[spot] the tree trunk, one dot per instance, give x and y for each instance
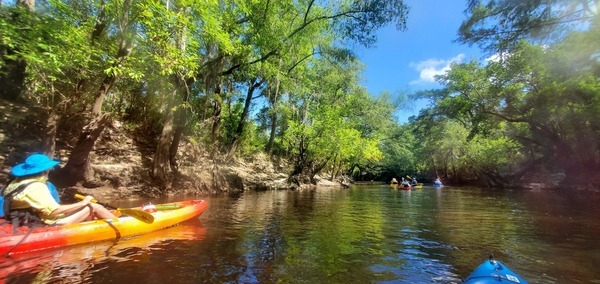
(12, 72)
(78, 168)
(244, 116)
(180, 124)
(49, 139)
(162, 163)
(91, 132)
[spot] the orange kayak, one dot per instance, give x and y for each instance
(46, 237)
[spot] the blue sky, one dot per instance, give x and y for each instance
(406, 61)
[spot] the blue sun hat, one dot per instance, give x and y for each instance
(34, 164)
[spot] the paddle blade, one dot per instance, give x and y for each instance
(138, 214)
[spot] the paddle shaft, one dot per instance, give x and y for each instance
(79, 196)
(135, 213)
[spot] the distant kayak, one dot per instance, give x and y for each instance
(404, 187)
(493, 271)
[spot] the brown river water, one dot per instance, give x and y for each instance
(364, 234)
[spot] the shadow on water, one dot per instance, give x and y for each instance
(365, 234)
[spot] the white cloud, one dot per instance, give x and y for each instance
(429, 68)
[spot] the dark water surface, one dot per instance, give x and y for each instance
(365, 234)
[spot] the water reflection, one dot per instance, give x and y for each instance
(365, 234)
(78, 264)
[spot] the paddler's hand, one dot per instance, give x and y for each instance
(87, 200)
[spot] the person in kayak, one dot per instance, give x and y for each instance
(405, 183)
(37, 197)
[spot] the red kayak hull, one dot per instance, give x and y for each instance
(48, 237)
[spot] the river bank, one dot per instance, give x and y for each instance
(122, 159)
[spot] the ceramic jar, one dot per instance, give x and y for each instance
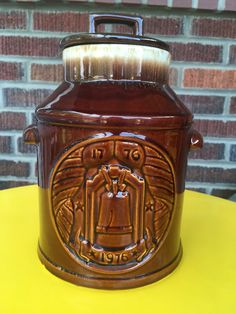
(112, 142)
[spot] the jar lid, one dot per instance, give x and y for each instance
(137, 38)
(103, 56)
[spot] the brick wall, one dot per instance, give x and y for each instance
(201, 35)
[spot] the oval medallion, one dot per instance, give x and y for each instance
(112, 201)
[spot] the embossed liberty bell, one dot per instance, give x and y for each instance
(112, 144)
(114, 214)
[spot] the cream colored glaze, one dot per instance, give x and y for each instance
(116, 62)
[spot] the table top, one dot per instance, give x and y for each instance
(204, 282)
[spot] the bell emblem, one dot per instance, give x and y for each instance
(114, 218)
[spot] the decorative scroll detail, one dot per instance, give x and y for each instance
(112, 201)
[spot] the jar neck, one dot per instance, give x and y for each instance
(116, 62)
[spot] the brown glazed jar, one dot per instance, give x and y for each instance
(112, 146)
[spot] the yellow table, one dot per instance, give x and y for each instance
(203, 283)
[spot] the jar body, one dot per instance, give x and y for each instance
(112, 161)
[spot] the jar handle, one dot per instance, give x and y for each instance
(196, 140)
(31, 135)
(135, 22)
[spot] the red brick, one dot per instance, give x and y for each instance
(12, 168)
(25, 148)
(182, 3)
(224, 193)
(11, 71)
(210, 27)
(13, 20)
(209, 151)
(208, 4)
(196, 52)
(12, 121)
(12, 184)
(217, 128)
(230, 5)
(213, 175)
(29, 46)
(203, 104)
(157, 2)
(5, 144)
(61, 21)
(173, 77)
(163, 26)
(233, 105)
(232, 156)
(47, 72)
(17, 97)
(210, 78)
(232, 55)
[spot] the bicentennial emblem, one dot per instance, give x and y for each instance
(112, 201)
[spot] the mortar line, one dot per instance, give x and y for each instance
(14, 141)
(194, 4)
(211, 163)
(220, 185)
(87, 7)
(227, 151)
(171, 38)
(17, 179)
(226, 53)
(226, 105)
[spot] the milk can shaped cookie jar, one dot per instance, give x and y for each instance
(112, 142)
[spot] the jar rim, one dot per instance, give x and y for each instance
(104, 38)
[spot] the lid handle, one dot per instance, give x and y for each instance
(135, 22)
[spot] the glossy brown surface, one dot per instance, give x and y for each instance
(112, 160)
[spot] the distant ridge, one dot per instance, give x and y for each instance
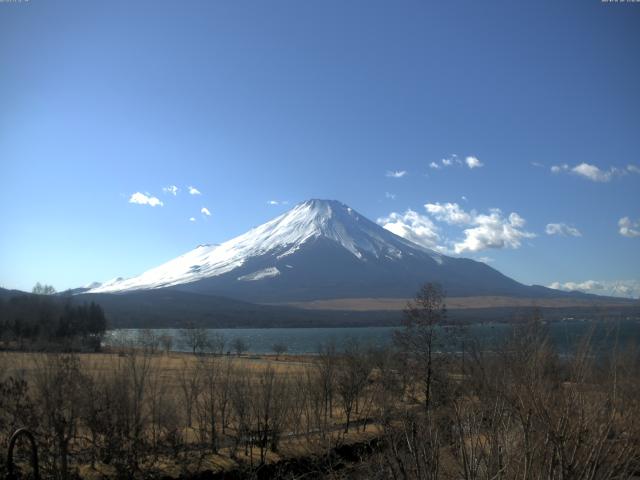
(318, 250)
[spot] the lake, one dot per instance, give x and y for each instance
(565, 335)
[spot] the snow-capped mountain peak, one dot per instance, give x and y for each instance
(283, 236)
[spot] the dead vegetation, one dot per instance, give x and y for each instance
(517, 412)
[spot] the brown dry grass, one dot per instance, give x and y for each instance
(397, 304)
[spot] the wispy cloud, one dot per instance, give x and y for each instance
(145, 199)
(414, 227)
(614, 288)
(562, 229)
(494, 231)
(593, 172)
(629, 228)
(172, 189)
(483, 231)
(450, 213)
(485, 259)
(470, 161)
(473, 162)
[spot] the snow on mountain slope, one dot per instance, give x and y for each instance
(279, 237)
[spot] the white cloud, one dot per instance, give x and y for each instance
(473, 162)
(559, 168)
(614, 288)
(592, 172)
(493, 231)
(485, 259)
(562, 229)
(172, 189)
(145, 199)
(452, 160)
(450, 213)
(629, 228)
(414, 227)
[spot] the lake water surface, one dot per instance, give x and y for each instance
(565, 335)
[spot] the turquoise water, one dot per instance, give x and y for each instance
(565, 335)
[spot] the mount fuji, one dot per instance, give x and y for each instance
(319, 250)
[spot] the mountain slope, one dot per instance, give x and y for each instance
(320, 249)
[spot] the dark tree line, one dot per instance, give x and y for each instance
(28, 319)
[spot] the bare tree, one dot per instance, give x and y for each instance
(418, 340)
(195, 338)
(59, 383)
(167, 343)
(351, 378)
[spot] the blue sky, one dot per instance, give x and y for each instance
(252, 102)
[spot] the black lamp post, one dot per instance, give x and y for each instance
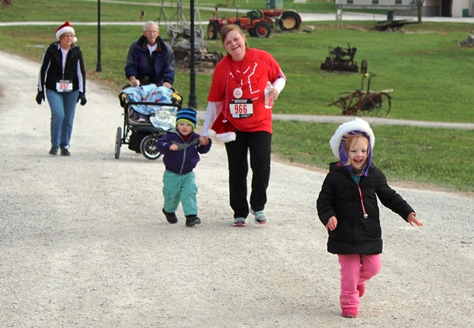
(99, 61)
(192, 73)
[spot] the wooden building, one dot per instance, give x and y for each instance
(443, 8)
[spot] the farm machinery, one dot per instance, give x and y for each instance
(341, 59)
(258, 23)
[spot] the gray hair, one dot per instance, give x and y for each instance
(148, 24)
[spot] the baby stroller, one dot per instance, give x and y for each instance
(149, 112)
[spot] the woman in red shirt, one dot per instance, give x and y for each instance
(236, 113)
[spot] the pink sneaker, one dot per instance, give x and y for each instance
(361, 289)
(350, 312)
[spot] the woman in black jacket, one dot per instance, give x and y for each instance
(347, 206)
(63, 76)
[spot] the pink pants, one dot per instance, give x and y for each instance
(355, 270)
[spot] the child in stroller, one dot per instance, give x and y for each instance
(149, 112)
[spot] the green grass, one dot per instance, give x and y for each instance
(430, 74)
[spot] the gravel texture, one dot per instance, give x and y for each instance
(83, 242)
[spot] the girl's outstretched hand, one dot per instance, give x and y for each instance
(413, 220)
(332, 223)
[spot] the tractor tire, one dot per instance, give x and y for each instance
(289, 20)
(262, 30)
(212, 30)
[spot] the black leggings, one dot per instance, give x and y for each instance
(259, 144)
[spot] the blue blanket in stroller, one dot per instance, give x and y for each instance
(161, 116)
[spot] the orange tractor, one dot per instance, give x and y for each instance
(258, 23)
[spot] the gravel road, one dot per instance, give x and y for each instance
(83, 242)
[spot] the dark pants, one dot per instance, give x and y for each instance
(259, 144)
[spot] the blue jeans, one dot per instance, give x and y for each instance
(63, 110)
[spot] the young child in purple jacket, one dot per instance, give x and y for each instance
(181, 148)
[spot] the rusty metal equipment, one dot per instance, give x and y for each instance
(365, 102)
(392, 25)
(179, 33)
(341, 59)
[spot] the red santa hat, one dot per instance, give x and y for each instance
(222, 130)
(65, 28)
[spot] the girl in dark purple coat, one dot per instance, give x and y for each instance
(347, 206)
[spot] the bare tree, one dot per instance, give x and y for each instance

• [The request]:
Copy out the lines starting at the one containing "[spot] the pink pants, one" and ending with the last line of the entries. Include nothing else.

• [The result]:
[spot] the pink pants, one dot per instance, give x and y for each instance
(355, 270)
[spot] the child in stroller, one dot per instance, give x and y for each instance
(149, 112)
[spot] the green grass, one dot per instance, give x and y for each instance
(430, 74)
[spot] the gravel texture, one dot per instance, give x and y for each instance
(83, 242)
[spot] the girl's outstretched hand, one dot per instance, give x and y for each instance
(413, 220)
(332, 223)
[spot] the tractor tire, one dot per instance, give x and y for each instance
(289, 20)
(262, 30)
(212, 30)
[spot] the black leggings, one dot per instance, give x and y for each instance
(259, 144)
[spot] the blue blanket in stroller, one dot per instance, give x and y for each instance
(161, 116)
[spot] the orange tractor, one dot per instance, give x and y for each instance
(258, 23)
[spot] the gravel road, one dot per instance, give x and y for each instance
(83, 242)
[spot] the dark pants, one dot per instance, give x and y for each instance
(259, 144)
[spot] the blue jeans, one dot per instance, give x and y for each instance
(63, 110)
[spot] the young child in purple jacket, one dot per instance, give x and y for each instance
(181, 148)
[spot] the rusty metal equipment, one dot per instance, give x and y for each instance
(365, 102)
(392, 25)
(179, 33)
(341, 59)
[spot] the red santa hat, one dot per instance, give x and y for each instance
(222, 130)
(65, 28)
[spot] the girl in dark purple coat, one dot per instance, give x and y for each instance
(347, 206)
[spot] the bare tree, one dot per instance, give x and y for each instance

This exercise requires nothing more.